Wednesday, May 1, 2019

Medicare Byways: The DME Ordering Provider Database

Medicare provides a range of cloud-based provider utilization data via a home page here

In my work, I frequently use the national physician and lab database organized by CPT billing codes.  For example, you can look up your own family physician, see his name, address, and NPI, and see every CPT code that Medicare paid him for (1,000 office visits, 500 chest x-rays, 200 urinalyses, etc).   Here.   (You click through to a cloud database view, where the key tabs to play with are FILTER (e.g. by a HCPCS code) and EXPORT (e.g. to Excel).)

That database doesn't include DME suppliers.

DME Ordering Physicians

However, you can get into a database for "referring DME providers."  Here

This database logs every physician who has ordered a DME item, which item, and how many.   (DME seems to be an area with regular fraud stories, e.g. here.)

While DME has long been a somewhat sleepy field, innovation is picking up as more and more innovators are taking traditional DME devices (orthotic braces, scales, sleep apnea air pumps) and making them cloud-enabled - the internet of medical things IoMT or here, IoDME. 

So, for example, you can look up the name and address of every doc who ordered a sleep apnea air pump in CY2016.   (2017 data will be released around May 2019).

Example L1833

For example, a question came in about orthotic knee braces.  These include L1833 (and a dizzying range of other orthotics codes). 

CMS tells us that about 777 physicians or other professionals order about 49,531 of these in CY2016.   Five doctors ordered over 1000 units each, totalling 14% of all US orders.   (Full identifying info available at CMS; the docs were in Maryland, Pennsylvania, Arkansas, California, and Minnesota, for example).   You could take those 5 doctors, from the DME ordering database, and look them each up by his NPI number in the physician services database and see what services they were providing for Medicare patients. 

Orthotics Policy for Summer Beach Reading

There's also a 75-page online policy (including many pages of ICD-10 codes) for when and how these orthotic devices can be ordered - here.   Who knew?

(Records contained in a dataset)
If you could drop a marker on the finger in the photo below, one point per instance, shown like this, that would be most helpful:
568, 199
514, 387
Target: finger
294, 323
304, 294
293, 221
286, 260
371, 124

(List of tasks):
a - How would you translate the sentence "That database doesn't include DME suppliers." from the Medicare DME database post into Spanish?
b - According to the Medicare DME database post, why would you look up each of the five doctors who ordered over 1000 L1833 units in the physician services database?

(Outputs for the tasks):
a - Esa base de datos no incluye a los proveedores de DME.

b - Looking each doctor up by NPI number in the physician services database shows what services they were providing for Medicare patients.